◆ **Exercise**: In the rows below, starting at the line containing "The component shall" and ending at the last row, switch every "window" to "pane". Write those lines out again with everything else left unchanged.

◆ **Material provided**:

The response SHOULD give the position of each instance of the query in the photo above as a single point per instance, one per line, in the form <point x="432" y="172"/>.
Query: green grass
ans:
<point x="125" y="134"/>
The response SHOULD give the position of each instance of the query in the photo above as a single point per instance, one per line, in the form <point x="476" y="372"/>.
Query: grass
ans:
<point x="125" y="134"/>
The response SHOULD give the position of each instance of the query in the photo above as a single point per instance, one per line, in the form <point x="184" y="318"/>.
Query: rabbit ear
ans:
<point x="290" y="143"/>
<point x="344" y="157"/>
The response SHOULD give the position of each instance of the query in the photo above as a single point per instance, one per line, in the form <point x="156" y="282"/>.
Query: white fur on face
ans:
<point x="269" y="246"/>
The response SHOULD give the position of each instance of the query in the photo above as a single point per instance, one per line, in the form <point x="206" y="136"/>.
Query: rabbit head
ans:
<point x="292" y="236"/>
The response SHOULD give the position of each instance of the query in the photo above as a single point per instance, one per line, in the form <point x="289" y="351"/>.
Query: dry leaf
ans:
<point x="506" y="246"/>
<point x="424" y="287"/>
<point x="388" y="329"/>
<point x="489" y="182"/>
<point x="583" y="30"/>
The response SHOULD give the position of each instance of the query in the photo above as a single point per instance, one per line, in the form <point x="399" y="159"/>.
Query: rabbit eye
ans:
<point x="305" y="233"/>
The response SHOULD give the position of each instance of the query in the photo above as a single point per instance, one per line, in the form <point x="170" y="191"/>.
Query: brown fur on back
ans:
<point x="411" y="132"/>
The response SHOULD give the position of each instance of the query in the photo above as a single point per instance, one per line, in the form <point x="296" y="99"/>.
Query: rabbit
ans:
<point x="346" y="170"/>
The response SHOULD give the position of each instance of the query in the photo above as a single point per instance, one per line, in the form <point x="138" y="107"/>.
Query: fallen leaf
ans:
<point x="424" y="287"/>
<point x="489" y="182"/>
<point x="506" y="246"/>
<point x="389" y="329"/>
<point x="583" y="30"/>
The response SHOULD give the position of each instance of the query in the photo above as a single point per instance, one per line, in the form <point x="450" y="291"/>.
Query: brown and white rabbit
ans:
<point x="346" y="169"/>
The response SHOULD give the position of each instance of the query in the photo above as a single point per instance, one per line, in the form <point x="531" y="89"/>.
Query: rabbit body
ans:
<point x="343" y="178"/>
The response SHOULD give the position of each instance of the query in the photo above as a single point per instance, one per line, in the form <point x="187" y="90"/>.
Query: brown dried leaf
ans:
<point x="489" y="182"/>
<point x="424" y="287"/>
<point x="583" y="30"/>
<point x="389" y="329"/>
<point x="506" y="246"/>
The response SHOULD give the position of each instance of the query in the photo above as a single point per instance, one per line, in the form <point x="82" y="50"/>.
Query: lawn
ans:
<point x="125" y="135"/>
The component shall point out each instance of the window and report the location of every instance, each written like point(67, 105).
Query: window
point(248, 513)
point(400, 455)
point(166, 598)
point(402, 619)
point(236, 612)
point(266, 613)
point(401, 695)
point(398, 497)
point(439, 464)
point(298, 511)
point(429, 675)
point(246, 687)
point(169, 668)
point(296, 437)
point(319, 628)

◆ **In response**:
The component shall point out each instance of the pane and report the location of every instance, each written like point(67, 105).
Query: pane
point(248, 513)
point(400, 455)
point(166, 598)
point(402, 619)
point(236, 612)
point(266, 613)
point(401, 695)
point(398, 497)
point(439, 464)
point(298, 511)
point(429, 675)
point(246, 687)
point(169, 668)
point(296, 437)
point(319, 628)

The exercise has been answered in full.